Records shown:
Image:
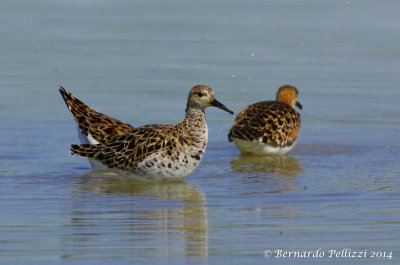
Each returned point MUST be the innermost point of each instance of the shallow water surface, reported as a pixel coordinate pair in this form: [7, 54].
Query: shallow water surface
[337, 189]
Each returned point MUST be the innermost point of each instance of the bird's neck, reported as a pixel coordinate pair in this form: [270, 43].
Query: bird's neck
[195, 124]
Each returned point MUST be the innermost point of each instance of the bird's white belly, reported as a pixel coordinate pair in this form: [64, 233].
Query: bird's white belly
[249, 147]
[96, 165]
[163, 169]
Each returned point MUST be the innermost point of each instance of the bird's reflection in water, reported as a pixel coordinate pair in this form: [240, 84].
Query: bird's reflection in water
[153, 219]
[278, 171]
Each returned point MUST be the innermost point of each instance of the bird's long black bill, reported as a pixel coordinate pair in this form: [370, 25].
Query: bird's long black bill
[219, 105]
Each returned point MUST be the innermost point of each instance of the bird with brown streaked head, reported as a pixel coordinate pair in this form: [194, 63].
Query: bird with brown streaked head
[149, 152]
[268, 127]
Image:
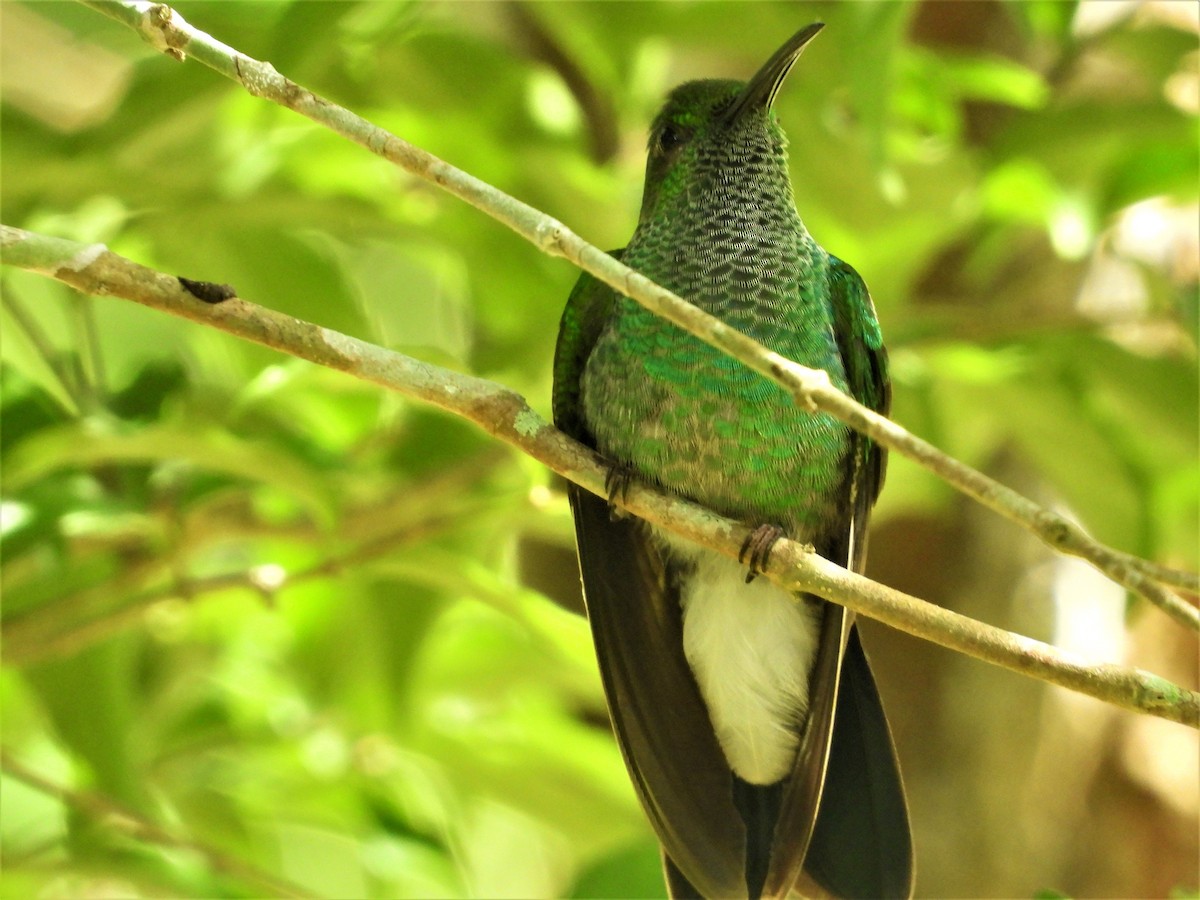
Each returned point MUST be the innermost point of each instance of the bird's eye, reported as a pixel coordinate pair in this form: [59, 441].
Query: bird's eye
[671, 138]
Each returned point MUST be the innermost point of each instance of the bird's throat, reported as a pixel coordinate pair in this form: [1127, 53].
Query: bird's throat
[751, 649]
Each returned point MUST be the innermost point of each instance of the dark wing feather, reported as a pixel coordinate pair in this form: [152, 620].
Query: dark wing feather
[862, 845]
[631, 595]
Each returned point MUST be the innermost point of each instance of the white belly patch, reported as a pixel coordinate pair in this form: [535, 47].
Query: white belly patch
[751, 649]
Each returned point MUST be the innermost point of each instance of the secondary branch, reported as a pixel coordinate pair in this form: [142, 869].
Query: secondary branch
[167, 30]
[96, 270]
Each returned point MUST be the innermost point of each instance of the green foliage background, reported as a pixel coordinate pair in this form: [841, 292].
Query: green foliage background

What is expected:
Could you print, word for word, the line containing "form: [142, 869]." and every line after it through the end of the records, and nothing else?

Task response:
Each returned point MUST be the innermost point of each instance of the secondary branch, reported as a pixel coordinate pair in this form: [142, 869].
Query: secondary branch
[167, 30]
[96, 270]
Each returned point MUST be the innermost point of each instance of the green foliage background, reported as a pixel coordinate pair in this form: [841, 292].
Query: green foliage background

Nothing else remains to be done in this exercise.